Output exactly the lines between the line that contains "positive clicks: (339, 196) (343, 196)" and the last line of the material, counting both.

BEGIN Entries shown

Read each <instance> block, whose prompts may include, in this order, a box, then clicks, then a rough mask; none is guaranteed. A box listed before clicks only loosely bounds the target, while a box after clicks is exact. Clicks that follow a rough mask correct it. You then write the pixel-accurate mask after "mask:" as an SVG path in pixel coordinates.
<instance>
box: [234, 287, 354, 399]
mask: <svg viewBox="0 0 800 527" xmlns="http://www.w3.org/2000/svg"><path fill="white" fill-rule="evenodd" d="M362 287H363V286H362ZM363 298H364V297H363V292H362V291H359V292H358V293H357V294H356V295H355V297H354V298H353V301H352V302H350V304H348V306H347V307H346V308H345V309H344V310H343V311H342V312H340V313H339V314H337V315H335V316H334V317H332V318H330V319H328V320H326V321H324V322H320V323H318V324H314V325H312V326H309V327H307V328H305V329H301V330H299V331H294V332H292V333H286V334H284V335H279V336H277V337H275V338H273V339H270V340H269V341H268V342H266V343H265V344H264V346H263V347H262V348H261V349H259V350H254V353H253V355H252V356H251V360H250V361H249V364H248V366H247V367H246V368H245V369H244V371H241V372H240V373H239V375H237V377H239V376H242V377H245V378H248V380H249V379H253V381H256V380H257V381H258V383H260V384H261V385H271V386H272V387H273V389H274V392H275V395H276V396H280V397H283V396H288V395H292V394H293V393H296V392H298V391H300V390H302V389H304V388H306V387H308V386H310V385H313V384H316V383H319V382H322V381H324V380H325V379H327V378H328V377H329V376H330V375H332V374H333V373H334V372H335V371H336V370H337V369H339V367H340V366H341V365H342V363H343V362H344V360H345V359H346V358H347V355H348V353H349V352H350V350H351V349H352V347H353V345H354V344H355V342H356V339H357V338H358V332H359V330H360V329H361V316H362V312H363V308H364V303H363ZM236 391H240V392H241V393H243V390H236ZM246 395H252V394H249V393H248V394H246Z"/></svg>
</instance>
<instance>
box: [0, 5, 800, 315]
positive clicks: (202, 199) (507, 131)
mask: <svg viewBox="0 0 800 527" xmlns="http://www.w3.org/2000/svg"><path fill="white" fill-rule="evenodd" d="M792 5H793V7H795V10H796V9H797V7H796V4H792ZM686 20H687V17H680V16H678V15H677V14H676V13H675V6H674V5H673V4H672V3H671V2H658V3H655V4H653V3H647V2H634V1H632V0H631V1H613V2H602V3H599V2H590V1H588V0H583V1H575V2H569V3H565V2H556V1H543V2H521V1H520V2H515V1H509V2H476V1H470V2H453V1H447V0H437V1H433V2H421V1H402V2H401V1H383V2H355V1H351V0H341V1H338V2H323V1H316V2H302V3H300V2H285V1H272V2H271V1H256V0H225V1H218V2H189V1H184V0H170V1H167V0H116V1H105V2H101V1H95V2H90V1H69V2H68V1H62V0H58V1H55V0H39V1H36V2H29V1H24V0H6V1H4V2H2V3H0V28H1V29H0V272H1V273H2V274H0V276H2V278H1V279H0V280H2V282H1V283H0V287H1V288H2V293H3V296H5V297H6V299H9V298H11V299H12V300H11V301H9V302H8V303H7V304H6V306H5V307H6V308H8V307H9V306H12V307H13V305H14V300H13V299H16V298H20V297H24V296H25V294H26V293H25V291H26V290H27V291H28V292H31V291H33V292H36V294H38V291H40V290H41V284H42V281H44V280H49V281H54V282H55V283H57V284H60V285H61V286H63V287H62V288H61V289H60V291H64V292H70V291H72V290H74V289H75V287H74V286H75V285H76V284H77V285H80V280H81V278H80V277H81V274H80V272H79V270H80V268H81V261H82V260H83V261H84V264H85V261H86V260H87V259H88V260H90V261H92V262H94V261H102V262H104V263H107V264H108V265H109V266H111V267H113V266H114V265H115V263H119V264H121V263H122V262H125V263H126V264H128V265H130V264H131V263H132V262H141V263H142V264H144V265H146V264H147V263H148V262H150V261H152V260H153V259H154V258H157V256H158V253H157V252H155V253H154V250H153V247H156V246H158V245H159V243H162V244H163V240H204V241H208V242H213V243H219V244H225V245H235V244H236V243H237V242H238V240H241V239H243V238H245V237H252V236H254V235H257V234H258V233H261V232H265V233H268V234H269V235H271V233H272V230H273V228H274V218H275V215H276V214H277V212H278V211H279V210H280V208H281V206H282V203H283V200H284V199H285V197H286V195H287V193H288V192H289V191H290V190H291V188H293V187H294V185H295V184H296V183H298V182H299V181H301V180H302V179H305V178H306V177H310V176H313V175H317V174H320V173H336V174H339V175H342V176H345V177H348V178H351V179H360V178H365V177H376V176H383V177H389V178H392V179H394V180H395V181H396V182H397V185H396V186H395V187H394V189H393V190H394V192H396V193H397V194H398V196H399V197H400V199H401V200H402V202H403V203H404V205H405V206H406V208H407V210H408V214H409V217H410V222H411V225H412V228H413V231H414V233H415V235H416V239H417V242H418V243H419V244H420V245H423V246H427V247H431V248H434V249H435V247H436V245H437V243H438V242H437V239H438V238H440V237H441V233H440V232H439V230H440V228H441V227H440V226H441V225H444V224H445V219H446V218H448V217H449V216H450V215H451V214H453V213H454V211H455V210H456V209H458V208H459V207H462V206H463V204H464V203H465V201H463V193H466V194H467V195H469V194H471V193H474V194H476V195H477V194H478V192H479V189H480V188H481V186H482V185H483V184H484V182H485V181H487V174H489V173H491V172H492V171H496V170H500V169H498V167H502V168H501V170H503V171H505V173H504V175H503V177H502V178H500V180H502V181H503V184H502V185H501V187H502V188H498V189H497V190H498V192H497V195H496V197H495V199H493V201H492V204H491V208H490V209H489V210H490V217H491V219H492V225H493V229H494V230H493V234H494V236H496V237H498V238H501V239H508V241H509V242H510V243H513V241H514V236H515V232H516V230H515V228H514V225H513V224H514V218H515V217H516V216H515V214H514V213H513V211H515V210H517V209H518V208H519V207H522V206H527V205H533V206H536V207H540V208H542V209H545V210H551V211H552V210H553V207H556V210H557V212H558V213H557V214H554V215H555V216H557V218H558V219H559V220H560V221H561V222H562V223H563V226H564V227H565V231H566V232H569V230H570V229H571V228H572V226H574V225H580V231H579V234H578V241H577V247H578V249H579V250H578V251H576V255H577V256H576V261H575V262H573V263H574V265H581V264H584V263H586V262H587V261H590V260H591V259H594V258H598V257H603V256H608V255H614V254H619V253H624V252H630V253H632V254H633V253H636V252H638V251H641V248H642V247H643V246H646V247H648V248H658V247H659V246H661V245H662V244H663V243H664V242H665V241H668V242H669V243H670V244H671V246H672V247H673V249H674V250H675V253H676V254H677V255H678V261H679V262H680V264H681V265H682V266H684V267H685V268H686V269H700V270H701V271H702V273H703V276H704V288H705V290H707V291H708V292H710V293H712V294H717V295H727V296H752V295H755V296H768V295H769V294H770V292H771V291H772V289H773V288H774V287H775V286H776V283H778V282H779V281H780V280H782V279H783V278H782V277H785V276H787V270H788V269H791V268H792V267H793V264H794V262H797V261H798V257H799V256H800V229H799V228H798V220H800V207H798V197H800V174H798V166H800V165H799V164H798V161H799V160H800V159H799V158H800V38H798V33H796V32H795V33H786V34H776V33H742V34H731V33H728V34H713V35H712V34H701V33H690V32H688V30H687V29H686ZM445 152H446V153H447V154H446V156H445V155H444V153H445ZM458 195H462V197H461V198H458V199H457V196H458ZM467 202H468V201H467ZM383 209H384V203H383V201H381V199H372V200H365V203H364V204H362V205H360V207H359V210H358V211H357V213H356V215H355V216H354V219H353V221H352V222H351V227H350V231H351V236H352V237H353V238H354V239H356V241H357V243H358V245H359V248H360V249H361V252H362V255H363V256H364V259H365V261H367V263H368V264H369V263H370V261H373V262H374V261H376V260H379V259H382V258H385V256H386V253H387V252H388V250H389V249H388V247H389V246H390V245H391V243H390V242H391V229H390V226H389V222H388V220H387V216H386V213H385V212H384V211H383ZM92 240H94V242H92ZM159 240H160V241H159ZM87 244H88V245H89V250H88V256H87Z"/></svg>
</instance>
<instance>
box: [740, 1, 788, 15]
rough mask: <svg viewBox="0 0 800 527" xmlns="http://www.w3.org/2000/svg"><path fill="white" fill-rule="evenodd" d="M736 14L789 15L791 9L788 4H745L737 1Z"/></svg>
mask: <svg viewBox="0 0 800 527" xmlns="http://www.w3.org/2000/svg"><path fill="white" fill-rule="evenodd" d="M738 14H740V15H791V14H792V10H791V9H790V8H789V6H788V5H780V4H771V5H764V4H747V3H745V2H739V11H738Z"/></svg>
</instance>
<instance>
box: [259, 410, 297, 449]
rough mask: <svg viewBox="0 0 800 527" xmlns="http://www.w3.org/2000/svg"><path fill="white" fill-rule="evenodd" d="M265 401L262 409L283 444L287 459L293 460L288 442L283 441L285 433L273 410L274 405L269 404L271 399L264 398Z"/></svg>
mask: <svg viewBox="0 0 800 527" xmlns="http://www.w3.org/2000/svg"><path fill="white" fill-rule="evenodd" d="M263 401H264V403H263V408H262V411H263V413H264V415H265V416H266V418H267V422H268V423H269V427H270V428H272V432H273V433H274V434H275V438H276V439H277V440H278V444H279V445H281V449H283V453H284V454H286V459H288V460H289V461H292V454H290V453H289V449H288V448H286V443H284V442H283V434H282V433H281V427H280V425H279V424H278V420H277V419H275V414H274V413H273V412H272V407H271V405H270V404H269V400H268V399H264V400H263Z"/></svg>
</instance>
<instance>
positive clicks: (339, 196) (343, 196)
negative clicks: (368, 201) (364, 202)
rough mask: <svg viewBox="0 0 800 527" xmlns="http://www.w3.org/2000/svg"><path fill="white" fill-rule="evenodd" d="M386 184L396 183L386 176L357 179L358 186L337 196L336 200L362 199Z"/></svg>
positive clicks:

END Entries shown

* _Solution for this problem_:
positive clicks: (339, 196) (343, 196)
negative clicks: (368, 201) (364, 202)
rough mask: <svg viewBox="0 0 800 527" xmlns="http://www.w3.org/2000/svg"><path fill="white" fill-rule="evenodd" d="M386 184L396 183L386 176L357 179L358 186L337 196L336 200L362 199Z"/></svg>
positive clicks:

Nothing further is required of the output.